[Coordinate labeling data]
%%

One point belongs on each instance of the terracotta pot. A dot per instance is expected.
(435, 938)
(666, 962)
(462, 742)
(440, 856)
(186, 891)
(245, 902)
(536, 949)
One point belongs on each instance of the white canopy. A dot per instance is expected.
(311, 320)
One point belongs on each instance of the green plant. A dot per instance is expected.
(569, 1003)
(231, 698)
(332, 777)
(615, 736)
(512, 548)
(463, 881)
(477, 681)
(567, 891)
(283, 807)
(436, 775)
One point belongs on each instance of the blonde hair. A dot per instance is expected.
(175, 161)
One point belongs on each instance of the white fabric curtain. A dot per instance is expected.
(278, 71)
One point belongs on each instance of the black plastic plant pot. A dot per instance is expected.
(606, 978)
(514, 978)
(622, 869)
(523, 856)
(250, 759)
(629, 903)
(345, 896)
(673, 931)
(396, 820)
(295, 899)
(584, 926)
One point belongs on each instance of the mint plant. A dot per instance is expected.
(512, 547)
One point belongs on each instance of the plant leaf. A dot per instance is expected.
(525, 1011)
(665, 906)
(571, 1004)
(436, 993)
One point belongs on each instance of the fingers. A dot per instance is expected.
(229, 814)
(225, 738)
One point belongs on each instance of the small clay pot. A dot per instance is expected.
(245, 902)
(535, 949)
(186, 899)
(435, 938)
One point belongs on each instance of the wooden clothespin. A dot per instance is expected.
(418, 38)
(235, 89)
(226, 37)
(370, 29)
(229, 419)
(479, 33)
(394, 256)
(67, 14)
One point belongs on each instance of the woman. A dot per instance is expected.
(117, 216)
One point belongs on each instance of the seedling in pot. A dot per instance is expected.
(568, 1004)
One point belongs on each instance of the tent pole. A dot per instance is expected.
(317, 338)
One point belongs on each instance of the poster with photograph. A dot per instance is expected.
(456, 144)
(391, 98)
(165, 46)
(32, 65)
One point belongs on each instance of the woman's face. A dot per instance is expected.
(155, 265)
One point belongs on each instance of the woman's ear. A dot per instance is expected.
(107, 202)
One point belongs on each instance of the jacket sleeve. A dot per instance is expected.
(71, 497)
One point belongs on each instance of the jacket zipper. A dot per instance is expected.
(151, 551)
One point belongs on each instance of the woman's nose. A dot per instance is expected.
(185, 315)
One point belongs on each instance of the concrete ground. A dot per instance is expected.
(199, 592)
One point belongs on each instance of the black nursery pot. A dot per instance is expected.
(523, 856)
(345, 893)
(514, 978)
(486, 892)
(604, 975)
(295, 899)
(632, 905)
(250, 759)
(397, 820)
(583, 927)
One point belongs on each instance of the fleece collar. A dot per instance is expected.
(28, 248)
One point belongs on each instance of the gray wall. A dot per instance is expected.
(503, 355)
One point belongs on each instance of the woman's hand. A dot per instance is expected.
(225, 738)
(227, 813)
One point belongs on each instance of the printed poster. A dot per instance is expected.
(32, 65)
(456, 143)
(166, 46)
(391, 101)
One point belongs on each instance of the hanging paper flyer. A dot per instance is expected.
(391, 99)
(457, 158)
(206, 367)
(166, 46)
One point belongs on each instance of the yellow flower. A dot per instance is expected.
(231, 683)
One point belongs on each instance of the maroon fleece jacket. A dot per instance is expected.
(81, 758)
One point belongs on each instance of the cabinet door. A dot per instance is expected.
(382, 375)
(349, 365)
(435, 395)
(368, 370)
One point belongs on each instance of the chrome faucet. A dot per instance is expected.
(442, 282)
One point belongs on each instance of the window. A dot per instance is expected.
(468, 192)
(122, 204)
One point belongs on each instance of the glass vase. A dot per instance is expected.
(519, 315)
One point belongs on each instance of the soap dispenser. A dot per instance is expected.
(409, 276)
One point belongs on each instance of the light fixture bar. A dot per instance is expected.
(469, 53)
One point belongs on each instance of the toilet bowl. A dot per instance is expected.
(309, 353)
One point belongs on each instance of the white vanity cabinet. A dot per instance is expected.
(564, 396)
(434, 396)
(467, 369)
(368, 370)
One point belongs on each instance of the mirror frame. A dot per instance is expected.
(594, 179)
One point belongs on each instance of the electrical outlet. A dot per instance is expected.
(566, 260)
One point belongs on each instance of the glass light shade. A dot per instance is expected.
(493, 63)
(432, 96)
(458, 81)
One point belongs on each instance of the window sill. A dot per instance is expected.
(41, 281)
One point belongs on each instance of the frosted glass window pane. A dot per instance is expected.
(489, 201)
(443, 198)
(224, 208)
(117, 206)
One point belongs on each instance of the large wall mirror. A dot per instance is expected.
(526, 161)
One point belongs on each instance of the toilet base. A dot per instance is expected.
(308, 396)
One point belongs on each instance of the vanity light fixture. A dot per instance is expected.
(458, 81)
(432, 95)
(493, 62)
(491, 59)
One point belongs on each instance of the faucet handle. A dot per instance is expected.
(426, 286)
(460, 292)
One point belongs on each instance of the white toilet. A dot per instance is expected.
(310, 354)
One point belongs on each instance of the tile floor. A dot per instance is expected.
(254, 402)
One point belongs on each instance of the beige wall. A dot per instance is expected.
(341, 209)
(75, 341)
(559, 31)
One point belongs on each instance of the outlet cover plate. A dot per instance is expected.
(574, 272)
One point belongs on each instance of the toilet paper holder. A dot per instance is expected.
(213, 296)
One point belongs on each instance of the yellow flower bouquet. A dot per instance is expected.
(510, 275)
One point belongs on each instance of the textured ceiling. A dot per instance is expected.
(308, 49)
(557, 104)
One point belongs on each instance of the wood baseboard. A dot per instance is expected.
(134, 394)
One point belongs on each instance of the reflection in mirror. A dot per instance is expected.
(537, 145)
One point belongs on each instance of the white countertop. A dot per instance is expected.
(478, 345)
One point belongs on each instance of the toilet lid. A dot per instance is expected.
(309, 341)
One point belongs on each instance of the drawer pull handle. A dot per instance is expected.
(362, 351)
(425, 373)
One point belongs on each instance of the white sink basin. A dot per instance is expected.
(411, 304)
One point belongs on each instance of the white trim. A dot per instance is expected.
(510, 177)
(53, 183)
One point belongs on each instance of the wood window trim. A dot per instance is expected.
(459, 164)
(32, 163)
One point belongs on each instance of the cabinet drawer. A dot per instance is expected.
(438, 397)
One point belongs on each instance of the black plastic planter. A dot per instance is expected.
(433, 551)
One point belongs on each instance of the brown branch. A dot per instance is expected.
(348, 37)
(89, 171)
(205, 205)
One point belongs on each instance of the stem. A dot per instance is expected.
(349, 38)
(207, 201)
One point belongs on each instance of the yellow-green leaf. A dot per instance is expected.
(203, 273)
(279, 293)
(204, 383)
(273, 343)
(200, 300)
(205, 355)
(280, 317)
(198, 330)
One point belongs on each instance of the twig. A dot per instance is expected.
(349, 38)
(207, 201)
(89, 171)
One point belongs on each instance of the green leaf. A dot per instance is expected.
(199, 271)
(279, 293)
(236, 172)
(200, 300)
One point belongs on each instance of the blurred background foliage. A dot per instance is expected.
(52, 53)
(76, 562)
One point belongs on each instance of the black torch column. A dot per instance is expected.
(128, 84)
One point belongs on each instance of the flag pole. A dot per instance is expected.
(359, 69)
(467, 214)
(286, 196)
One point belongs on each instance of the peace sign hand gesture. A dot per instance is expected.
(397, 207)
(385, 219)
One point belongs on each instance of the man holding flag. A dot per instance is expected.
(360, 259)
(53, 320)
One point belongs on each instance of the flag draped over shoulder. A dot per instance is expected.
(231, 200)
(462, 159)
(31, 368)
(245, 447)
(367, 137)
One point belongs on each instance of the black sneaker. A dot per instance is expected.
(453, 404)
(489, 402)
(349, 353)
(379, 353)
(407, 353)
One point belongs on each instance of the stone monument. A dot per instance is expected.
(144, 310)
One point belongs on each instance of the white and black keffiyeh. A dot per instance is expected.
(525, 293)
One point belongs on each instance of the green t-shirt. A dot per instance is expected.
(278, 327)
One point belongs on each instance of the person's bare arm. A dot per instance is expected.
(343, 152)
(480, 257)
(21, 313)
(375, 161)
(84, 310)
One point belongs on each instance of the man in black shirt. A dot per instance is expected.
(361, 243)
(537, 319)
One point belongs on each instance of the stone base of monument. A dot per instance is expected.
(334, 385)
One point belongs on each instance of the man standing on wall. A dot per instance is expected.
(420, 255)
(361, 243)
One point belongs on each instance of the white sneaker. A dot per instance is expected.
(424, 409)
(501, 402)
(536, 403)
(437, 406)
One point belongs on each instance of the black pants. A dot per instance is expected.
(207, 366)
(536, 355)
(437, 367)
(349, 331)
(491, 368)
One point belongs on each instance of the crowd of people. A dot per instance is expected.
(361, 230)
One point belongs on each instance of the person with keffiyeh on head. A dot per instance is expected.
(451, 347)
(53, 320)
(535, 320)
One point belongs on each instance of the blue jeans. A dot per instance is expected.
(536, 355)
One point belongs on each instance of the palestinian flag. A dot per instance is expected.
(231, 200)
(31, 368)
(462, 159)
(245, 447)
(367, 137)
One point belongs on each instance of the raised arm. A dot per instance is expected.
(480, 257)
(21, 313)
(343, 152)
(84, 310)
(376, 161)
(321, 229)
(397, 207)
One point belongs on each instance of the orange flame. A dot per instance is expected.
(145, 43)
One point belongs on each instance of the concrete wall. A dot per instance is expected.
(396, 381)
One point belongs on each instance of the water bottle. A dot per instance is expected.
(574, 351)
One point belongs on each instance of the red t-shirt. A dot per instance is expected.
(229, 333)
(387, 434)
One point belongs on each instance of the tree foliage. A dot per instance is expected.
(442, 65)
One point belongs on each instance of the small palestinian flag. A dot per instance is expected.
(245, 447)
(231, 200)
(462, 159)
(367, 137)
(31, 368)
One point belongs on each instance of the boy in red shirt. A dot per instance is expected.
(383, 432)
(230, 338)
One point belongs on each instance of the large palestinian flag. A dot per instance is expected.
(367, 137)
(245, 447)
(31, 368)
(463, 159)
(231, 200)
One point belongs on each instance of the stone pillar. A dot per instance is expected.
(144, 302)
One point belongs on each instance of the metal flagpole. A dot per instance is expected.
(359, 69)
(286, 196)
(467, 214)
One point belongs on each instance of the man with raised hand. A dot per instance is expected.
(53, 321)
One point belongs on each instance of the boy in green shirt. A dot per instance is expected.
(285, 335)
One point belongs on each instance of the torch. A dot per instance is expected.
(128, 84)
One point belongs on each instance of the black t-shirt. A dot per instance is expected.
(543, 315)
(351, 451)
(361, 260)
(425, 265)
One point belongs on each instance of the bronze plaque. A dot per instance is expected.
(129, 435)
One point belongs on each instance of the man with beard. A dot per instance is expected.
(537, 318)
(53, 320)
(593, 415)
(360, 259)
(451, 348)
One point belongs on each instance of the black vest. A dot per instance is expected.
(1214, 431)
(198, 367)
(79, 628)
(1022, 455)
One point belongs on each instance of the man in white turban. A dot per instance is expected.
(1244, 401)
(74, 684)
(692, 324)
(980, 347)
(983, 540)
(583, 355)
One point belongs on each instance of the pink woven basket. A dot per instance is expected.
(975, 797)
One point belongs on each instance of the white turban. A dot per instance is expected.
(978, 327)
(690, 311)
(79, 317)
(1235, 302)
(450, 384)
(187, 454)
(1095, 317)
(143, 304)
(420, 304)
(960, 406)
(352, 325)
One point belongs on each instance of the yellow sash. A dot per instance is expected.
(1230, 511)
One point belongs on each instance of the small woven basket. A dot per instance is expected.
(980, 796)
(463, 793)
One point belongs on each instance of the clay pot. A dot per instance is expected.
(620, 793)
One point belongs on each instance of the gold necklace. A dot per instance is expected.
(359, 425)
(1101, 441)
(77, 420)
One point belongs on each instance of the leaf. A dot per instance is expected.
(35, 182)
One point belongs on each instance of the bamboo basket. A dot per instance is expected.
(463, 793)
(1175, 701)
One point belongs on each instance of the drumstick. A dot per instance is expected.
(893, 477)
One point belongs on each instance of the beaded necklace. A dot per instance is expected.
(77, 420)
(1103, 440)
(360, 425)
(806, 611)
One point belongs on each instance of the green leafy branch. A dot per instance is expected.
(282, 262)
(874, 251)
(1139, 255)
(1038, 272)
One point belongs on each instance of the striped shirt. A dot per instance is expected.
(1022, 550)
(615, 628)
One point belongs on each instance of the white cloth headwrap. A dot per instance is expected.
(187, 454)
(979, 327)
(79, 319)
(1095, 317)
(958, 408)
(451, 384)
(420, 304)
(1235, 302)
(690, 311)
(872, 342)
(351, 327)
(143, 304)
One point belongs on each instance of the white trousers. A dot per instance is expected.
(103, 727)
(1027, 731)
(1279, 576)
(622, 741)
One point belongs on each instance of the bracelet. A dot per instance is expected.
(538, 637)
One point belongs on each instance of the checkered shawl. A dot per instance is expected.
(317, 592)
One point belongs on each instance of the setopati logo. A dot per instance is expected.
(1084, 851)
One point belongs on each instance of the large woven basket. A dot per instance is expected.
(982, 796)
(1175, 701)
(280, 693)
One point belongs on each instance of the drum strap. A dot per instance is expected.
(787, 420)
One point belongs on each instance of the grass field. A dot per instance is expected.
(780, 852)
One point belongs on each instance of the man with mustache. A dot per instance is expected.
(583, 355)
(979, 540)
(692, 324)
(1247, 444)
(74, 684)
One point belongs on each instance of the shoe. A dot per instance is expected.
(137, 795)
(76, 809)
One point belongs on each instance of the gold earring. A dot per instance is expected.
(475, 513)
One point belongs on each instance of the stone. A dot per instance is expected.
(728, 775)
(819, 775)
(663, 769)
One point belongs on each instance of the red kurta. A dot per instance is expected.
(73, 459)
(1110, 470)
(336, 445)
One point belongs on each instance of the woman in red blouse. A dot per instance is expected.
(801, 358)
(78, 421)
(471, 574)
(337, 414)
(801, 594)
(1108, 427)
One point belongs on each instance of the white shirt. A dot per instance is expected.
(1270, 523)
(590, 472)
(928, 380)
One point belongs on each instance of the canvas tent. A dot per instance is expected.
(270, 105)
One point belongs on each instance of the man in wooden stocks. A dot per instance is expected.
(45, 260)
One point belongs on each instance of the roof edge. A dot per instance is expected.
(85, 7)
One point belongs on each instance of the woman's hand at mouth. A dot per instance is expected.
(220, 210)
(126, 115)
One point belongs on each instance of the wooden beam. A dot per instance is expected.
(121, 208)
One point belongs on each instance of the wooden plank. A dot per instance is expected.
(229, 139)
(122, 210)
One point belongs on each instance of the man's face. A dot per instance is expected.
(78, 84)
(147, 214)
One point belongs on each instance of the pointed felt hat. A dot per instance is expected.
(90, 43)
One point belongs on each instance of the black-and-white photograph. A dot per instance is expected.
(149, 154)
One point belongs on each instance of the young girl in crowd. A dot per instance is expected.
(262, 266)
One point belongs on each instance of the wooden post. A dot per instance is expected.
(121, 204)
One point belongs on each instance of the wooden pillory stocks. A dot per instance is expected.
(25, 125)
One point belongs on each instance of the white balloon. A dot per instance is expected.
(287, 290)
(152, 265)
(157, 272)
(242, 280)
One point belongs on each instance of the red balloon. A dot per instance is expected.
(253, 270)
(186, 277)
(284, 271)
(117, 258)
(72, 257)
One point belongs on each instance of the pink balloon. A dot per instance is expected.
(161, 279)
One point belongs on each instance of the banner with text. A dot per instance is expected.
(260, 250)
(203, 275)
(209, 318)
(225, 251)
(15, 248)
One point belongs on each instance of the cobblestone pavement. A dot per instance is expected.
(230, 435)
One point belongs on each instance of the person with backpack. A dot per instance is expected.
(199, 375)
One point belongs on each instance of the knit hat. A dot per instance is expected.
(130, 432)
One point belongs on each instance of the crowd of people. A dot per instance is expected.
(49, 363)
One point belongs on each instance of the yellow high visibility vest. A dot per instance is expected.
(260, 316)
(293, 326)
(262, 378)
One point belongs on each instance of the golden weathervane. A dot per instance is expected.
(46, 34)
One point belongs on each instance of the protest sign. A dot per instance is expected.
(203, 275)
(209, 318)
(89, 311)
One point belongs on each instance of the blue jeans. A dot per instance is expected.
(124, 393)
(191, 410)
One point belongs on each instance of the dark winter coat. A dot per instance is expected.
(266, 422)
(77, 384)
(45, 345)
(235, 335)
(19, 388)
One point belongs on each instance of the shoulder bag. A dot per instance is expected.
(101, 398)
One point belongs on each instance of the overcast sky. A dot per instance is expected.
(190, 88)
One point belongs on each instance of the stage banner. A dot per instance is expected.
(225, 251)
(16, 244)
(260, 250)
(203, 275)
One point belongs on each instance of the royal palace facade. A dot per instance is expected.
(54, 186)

%%

# DIRECTIONS FOR THIS TASK
Copy the listing word for word, starting at its first line and ending with the line that holds "(568, 1004)", including that line.

# TASK OUTPUT
One point belongs on each instance of the terracotta pot. A dot per instance is expected.
(435, 938)
(666, 962)
(462, 742)
(440, 856)
(186, 891)
(245, 902)
(536, 949)
One point belongs on each instance of the white canopy. A dot per instance is expected.
(311, 320)
One point belongs on each instance of the green plant. A dot per instance is expected.
(569, 1003)
(231, 698)
(332, 777)
(615, 736)
(512, 548)
(463, 881)
(477, 681)
(567, 891)
(283, 807)
(436, 775)
One point belongs on each instance of the blonde hair. A dot per instance is expected.
(175, 161)
One point belongs on each instance of the white fabric curtain. A dot per instance is expected.
(278, 71)
One point belongs on each instance of the black plastic plant pot. A dot per instance is expected.
(606, 978)
(514, 978)
(622, 869)
(523, 856)
(250, 759)
(629, 903)
(345, 896)
(673, 931)
(396, 820)
(295, 899)
(584, 926)
One point belongs on each instance of the mint plant. A dot per instance is expected.
(512, 547)
One point belongs on each instance of the plant leaf. A dot per instance is expected.
(525, 1011)
(665, 906)
(571, 1004)
(436, 993)
One point belongs on each instance of the fingers. A dot per instance is expected.
(229, 814)
(225, 738)
One point belongs on each instance of the small clay pot. A dot per instance is expected.
(245, 902)
(535, 949)
(186, 899)
(435, 938)
One point belongs on each instance of the wooden clothespin. A dot per instance is expected.
(418, 38)
(235, 89)
(226, 37)
(370, 29)
(229, 419)
(479, 33)
(394, 256)
(67, 14)
One point belongs on each instance of the woman. A dot per instance is expected.
(117, 216)
One point belongs on each instance of the seedling in pot. A dot per instance is expected.
(568, 1004)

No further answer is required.